Copy out the records below with "striped cloth" swapped for "checkered cloth" everywhere and nothing else altered, omitting the pictures.

─── Records

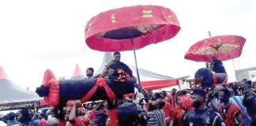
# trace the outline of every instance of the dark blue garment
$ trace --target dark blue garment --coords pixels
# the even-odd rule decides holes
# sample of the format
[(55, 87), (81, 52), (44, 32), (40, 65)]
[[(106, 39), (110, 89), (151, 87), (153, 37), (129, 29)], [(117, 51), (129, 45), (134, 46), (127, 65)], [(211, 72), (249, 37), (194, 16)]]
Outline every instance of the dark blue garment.
[(183, 117), (183, 126), (222, 126), (224, 125), (220, 115), (209, 109), (193, 109)]

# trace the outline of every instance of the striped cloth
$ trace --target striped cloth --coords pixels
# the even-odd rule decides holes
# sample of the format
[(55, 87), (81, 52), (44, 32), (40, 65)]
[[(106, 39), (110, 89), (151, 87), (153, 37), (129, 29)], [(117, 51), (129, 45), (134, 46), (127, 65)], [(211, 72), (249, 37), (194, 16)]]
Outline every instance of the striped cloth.
[(155, 109), (153, 111), (148, 112), (149, 117), (147, 126), (164, 126), (164, 113), (162, 109)]

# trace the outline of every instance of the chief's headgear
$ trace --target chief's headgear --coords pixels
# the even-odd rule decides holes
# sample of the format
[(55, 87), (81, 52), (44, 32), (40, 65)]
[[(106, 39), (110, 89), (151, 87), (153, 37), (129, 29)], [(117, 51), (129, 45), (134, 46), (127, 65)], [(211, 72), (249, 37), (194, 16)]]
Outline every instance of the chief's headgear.
[(206, 96), (206, 91), (201, 88), (195, 88), (190, 92), (191, 95), (200, 95), (201, 97)]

──────

## Exercise response
# trace the outline of every instance of the dark blue garment
$ trace --target dark blue garment --coords pixels
# the even-odd rule decides holes
# sample of the format
[(55, 87), (81, 52), (44, 32), (40, 65)]
[[(106, 39), (110, 89), (151, 87), (153, 37), (129, 29)], [(117, 51), (129, 45), (134, 46), (127, 65)], [(211, 72), (249, 37), (194, 16)]]
Outline every instance of the dark blue garment.
[(183, 117), (183, 126), (222, 126), (224, 125), (220, 115), (209, 109), (193, 109)]

# trace the outline of every instance of the checkered cloth
$ trace --target checkered cloth --coords pixels
# the even-odd rule decides holes
# sample of the format
[(55, 87), (81, 52), (44, 32), (40, 65)]
[[(106, 39), (110, 89), (151, 87), (153, 37), (129, 29)], [(117, 51), (129, 45), (134, 46), (127, 65)], [(211, 72), (249, 37), (194, 16)]]
Outline every instance of the checkered cloth.
[(155, 109), (153, 111), (148, 112), (149, 117), (147, 126), (164, 126), (164, 113), (162, 109)]

# trace the outline of every instance of the chief's headgear
$ trace --target chief's headgear --coords pixels
# the even-odd rule decides holes
# sample of the format
[(55, 87), (81, 52), (44, 32), (40, 65)]
[[(106, 39), (110, 89), (151, 87), (153, 37), (129, 29)], [(117, 51), (129, 45), (134, 46), (127, 65)], [(211, 72), (249, 37), (194, 16)]]
Outline every instance of the chief's headgear.
[(206, 96), (206, 91), (201, 88), (195, 88), (190, 92), (191, 95), (200, 95), (201, 97)]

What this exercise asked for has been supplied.